** START OF DATASET **
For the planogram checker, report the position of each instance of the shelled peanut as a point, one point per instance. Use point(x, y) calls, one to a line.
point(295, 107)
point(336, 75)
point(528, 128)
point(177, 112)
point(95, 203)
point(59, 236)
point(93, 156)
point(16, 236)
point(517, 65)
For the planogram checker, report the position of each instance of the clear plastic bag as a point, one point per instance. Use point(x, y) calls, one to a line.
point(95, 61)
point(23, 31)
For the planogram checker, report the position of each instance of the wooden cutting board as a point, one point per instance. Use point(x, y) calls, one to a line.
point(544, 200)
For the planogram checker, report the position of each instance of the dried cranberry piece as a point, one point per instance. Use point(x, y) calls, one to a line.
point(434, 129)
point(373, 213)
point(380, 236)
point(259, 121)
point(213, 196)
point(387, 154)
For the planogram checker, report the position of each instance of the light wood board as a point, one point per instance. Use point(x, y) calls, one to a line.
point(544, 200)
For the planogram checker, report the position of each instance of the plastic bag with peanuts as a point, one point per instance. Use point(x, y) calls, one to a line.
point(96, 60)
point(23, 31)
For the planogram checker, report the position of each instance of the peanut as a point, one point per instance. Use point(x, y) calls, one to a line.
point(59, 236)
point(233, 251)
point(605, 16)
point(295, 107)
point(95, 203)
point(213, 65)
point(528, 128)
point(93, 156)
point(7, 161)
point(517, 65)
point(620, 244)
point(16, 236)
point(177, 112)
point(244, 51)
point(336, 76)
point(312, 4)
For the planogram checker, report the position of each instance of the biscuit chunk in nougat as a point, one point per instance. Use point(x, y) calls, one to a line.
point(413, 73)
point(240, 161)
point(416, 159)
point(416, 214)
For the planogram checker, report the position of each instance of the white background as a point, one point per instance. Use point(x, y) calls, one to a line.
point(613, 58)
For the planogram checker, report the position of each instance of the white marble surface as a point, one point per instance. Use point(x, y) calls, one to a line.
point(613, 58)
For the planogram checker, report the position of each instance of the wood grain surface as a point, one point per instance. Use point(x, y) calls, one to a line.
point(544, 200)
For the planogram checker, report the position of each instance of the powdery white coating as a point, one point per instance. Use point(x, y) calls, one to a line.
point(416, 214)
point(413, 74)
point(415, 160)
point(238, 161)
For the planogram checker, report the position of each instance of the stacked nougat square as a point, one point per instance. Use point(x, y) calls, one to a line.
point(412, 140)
** END OF DATASET **
PROBLEM DESCRIPTION: Rewrite all the rows above as a JSON list of strings, with one string for each line and no blank lines.

RESULT OF THE EXERCISE:
[
  "For the planogram checker, report the position of each instance of the shelled peanut as a point, one point per instance. Use point(x, y) calls, one to a line.",
  "point(295, 107)",
  "point(336, 75)",
  "point(528, 128)",
  "point(177, 112)",
  "point(95, 203)",
  "point(59, 236)",
  "point(93, 156)",
  "point(16, 236)",
  "point(517, 65)",
  "For the planogram checker, report the position of each instance of the clear plastic bag as a point, one point per instance. Use point(x, y) calls, one to a line.",
  "point(95, 61)",
  "point(23, 31)",
  "For the planogram checker, report the position of each instance of the wooden cutting board as a point, one point per instance. Use point(x, y) calls, one to a line.",
  "point(544, 200)",
  "For the planogram checker, report the position of each instance of the dried cranberry piece as a point, one point per instance. Use point(x, y) calls, one to a line.",
  "point(434, 129)",
  "point(373, 213)",
  "point(380, 236)",
  "point(259, 121)",
  "point(213, 196)",
  "point(387, 154)",
  "For the planogram checker, report the position of each instance of the light wood board as a point, one point per instance. Use point(x, y) calls, one to a line.",
  "point(544, 200)",
  "For the planogram checker, report the position of each instance of the plastic bag with peanuts as a point, one point per instance. Use point(x, y) calls, one to a line.",
  "point(96, 60)",
  "point(23, 31)",
  "For the planogram checker, report the position of each instance of the peanut as a point, one point per instance. Use point(x, y) calls, one to a line.",
  "point(59, 236)",
  "point(233, 251)",
  "point(605, 16)",
  "point(295, 107)",
  "point(95, 203)",
  "point(213, 65)",
  "point(528, 128)",
  "point(93, 156)",
  "point(7, 161)",
  "point(517, 65)",
  "point(620, 244)",
  "point(16, 236)",
  "point(177, 112)",
  "point(244, 51)",
  "point(336, 76)",
  "point(312, 4)",
  "For the planogram checker, report the position of each instance of the biscuit chunk in nougat as a point, one point per instance. Use point(x, y) calls, one to a line.",
  "point(413, 73)",
  "point(240, 161)",
  "point(416, 159)",
  "point(416, 214)",
  "For the planogram checker, report the position of each instance of the white background as a point, one point per instance. Use point(x, y) calls, one to a line.",
  "point(613, 58)",
  "For the planogram checker, report the position of each instance of the white marble surface as a point, one point per instance. Use point(x, y) calls, one to a line.",
  "point(613, 58)",
  "For the planogram checker, report the position of each instance of the wood grain surface as a point, one point per instance. Use point(x, y) calls, one to a line.",
  "point(544, 200)",
  "For the planogram checker, report the position of each instance of the powdery white coating as a point, one point per instance. Use point(x, y) calls, one to a line.",
  "point(416, 214)",
  "point(413, 74)",
  "point(415, 160)",
  "point(238, 161)",
  "For the planogram checker, report the position of each instance of the stacked nougat square as a point, one point per instance. Use point(x, y) calls, one to a line.",
  "point(412, 140)"
]